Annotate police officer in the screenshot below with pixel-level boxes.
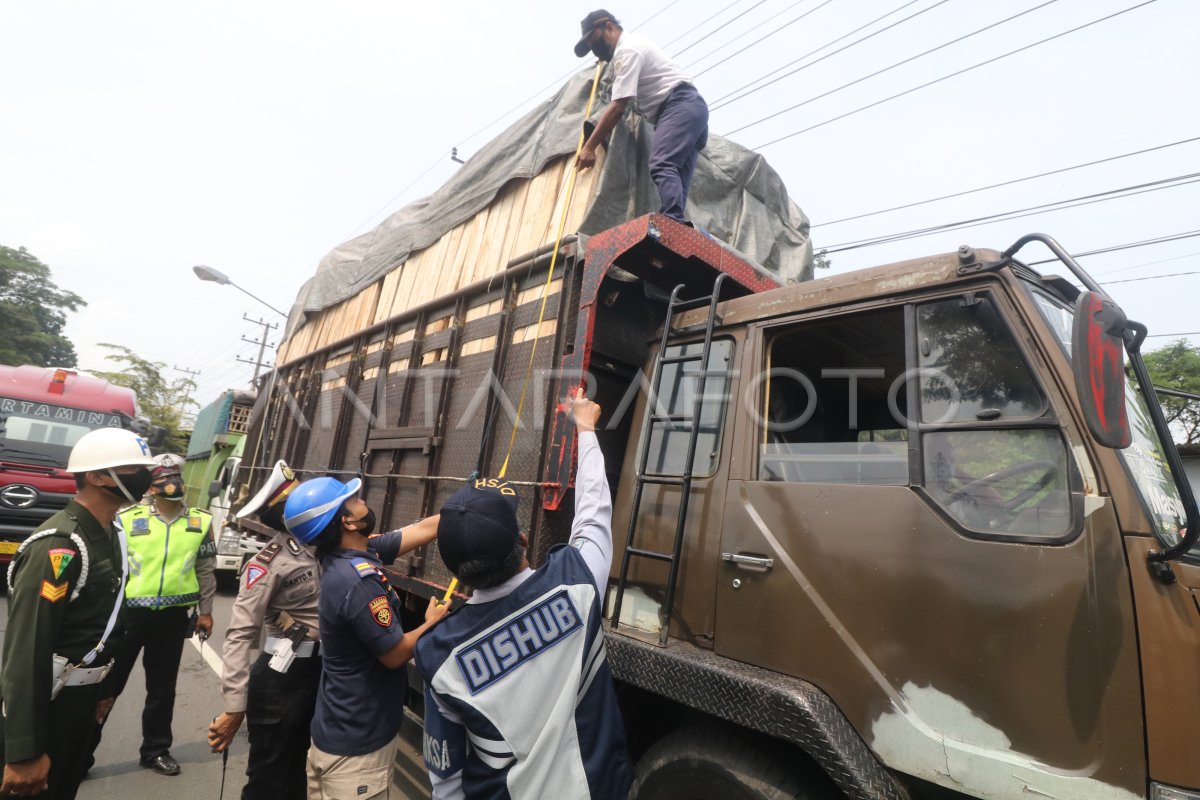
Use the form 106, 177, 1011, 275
209, 461, 320, 800
416, 389, 631, 800
0, 428, 154, 800
94, 453, 217, 775
284, 477, 449, 800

## Instructions to follow
Copy the entries above word for word, leaving out the pictures.

## Task result
Annotate police officer in the screenshot below with pixel-level boxes.
Use the form 106, 177, 1011, 275
209, 461, 320, 800
416, 389, 631, 800
0, 428, 154, 800
94, 453, 217, 775
284, 477, 449, 800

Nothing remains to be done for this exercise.